## Exercise goal
Each line below needs to be duplicated without alteration.

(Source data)
• • • • •

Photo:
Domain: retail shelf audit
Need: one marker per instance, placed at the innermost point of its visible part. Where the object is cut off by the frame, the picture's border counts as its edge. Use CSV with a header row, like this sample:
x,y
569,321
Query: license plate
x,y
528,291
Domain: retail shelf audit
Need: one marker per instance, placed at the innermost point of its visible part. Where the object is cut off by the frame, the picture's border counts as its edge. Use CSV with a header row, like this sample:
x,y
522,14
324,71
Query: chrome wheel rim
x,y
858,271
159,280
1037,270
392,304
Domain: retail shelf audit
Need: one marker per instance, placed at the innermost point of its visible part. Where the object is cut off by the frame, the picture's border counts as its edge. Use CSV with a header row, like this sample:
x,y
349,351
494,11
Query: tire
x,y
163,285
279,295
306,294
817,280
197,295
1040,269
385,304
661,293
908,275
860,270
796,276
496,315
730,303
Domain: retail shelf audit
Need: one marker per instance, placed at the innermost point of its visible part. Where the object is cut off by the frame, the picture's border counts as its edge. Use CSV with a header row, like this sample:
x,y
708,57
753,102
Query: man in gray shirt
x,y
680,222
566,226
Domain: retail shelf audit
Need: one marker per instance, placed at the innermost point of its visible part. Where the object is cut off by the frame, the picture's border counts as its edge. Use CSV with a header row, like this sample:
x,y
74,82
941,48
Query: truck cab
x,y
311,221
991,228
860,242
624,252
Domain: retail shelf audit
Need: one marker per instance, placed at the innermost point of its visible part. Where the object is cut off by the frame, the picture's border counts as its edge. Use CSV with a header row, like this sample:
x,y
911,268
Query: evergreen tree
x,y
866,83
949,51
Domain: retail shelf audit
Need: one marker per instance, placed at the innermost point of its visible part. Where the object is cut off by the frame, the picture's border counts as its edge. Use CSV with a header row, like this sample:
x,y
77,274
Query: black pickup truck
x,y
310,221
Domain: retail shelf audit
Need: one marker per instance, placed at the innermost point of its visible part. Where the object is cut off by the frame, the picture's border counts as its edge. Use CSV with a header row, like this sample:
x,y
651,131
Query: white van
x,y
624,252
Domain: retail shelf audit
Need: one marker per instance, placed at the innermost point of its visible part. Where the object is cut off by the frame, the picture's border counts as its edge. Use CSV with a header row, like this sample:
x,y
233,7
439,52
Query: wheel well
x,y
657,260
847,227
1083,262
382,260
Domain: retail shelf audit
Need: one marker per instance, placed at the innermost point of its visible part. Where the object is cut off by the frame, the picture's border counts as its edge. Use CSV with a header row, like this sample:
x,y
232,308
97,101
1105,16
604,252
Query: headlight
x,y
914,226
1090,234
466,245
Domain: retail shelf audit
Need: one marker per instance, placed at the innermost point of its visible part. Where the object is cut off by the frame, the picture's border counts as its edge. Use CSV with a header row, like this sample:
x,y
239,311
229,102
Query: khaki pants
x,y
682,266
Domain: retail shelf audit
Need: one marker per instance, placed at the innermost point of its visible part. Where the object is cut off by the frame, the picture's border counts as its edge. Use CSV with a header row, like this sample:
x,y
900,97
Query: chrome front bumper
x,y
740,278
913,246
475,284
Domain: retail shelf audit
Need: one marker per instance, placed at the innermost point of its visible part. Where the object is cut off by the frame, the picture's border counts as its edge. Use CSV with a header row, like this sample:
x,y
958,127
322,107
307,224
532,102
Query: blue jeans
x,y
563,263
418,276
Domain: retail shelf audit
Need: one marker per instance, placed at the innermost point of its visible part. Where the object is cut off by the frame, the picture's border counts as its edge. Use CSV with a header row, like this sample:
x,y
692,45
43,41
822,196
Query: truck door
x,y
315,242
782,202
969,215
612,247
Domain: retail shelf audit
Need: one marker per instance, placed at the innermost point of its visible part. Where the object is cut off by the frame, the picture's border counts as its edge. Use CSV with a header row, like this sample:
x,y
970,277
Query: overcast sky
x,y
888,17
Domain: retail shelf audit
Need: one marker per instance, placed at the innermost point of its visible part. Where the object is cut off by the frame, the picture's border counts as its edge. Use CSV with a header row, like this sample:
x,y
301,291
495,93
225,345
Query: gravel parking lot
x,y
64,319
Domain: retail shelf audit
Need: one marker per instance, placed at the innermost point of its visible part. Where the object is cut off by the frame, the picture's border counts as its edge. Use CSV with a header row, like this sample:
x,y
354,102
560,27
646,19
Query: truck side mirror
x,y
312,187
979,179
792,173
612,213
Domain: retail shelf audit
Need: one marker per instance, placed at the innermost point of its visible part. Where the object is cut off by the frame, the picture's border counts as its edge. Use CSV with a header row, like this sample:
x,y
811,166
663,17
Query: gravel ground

• • • • •

## Finished exercise
Photo:
Domain: retail shelf audit
Need: one marker per instance, placed at the innermost point of its visible part. Where the object is cut off by the frame, the picture's border counts as its edge. Use CSV with a header row, like this sample:
x,y
569,321
Query: license plate
x,y
528,291
Domain: retail shelf audit
Need: one marker per instance, placed at the innermost point of its visible part. Where the object is cut off by the frame, the picture's border counts as its edge. Use CSV with a header row, like this sample:
x,y
522,14
324,71
Query: chrome wheel rim
x,y
858,271
159,280
1037,270
392,304
Domain: retail shelf audit
Need: one marker per instance, placed at the innermost point of its visible part. Where the object is cut off by the frame, the picture's border counts as its edge. Use CSV with a header row, like this sample:
x,y
349,351
494,11
Query: tire
x,y
163,285
279,295
306,294
817,280
197,295
1040,269
385,304
661,293
908,275
860,270
796,276
496,315
730,303
Domain: retail shelf audit
Need: one marker per instance, placed at the innermost point of its visible part. Where the object is cut off by the frame, the picture's border counts as its edge. Use CSV with a header row, like this sample:
x,y
708,57
753,102
Query: man in gray shirt
x,y
680,222
566,226
Domain: retail shelf audit
Need: one marker per instance, placed at the innermost point of its visible part. Where the object is cut off by the frame, the picture's border counts as its edge. Use CSV with a header row, like this sample:
x,y
74,82
941,48
Query: truck cab
x,y
311,221
991,228
860,242
624,252
Domain: retail shelf audit
Need: one marker per instance, placed at the innermost point of its visible part. Where the object is cut off by the frame, the picture's border counts as its edge. Use CSV with a header row, like this sample:
x,y
911,268
Query: evergreen tree
x,y
866,83
949,51
Domain: retail shelf audit
Need: one marker per instance, placed at the innermost point of its visible part. Where the object is cut off by the frame, the picture's border counts as its edge. Use CSV with a header row, like this sample:
x,y
77,274
Query: black pickup truck
x,y
310,221
Domain: retail shelf audit
Need: one marker per instance, placed at the innermost point of its visible part. Where the object is cut off by the frame, the picture's border counts as its edge. Use CSV with a header row, like this sample:
x,y
651,131
Query: white van
x,y
624,252
Domain: retail shelf audit
Need: one marker per instance, placed at the innermost point of its visible part. Where the object is cut off by the frame, the picture's border counts as its edge. Use CSV with a header row, like this sample:
x,y
233,7
439,52
Query: wheel well
x,y
657,260
847,227
1083,262
382,260
Domain: retail shelf audit
Need: one marker per instance, placed at the innermost point of its visible part. Where the object is cut off by the frame, the picture's border counts as its edge. Use CSV with a header row, like this sample:
x,y
232,308
97,101
1105,16
604,252
Query: headlight
x,y
914,226
1090,234
466,245
Domain: retail shelf audit
Need: one marker per instance, placed at the innermost point of its visible part. Where the object is cut off by the frame, the picture's border counts as its edge. Use CSV with a header row, like this sample:
x,y
239,311
229,102
Query: khaki pants
x,y
682,266
Domain: retail shelf audit
Need: one marker per instance, placed at the innermost point of its visible part. Where the object is cut off by the frame, the picture's border counts as its edge. Use CSV with a header row, like this sample:
x,y
900,97
Query: chrome front bumper
x,y
740,278
913,246
475,284
Domain: retail shelf audit
Need: one marker per instance, placed at the innermost point of its visible part. Where the object is cut off by the frame, the picture's border counts as its edge. Use CSV with a header row, like this sample:
x,y
958,127
322,107
307,224
532,102
Query: blue jeans
x,y
563,263
418,276
Domain: retail shelf audit
Need: one marker per instance, placed at the innermost point of its visible part. Where the object is cut off by the frame, the picture's border counts as its edge. Use CSV with a header row, like this sample:
x,y
692,45
43,41
822,196
Query: truck door
x,y
315,242
782,202
969,215
612,247
Domain: retail shelf audit
Need: one marker per instance, placed at the innermost point of its visible part. Where the object is cut off by the frame, the picture's border counts as its edge. Use CSV with a header row, like this sample:
x,y
970,277
Query: overcast sky
x,y
888,17
Domain: retail shelf audit
Need: one marker per instance, placed at the innermost point of its visible part. Where the object is cut off by the frame, the picture's border counts as its edge. Use CSV with a header row, like this sample:
x,y
301,291
495,93
225,345
Query: gravel parking lot
x,y
64,319
Domain: retail shelf audit
Need: one marker per instance, placed at the innermost point of its visible part. Where the object is cut off by the frame, the picture's border counts as its edge. Use CSV with a header row, like this sample:
x,y
354,102
560,27
646,19
Query: truck side mirror
x,y
312,187
979,179
792,173
612,213
Domain: retail shelf audit
Need: one marker per instance, placed at the innermost point of its visible part. Where the object is cut off by the frame, the picture's border counts as its edge. Use CSV with a header row, like this sample:
x,y
811,166
663,17
Query: gravel ground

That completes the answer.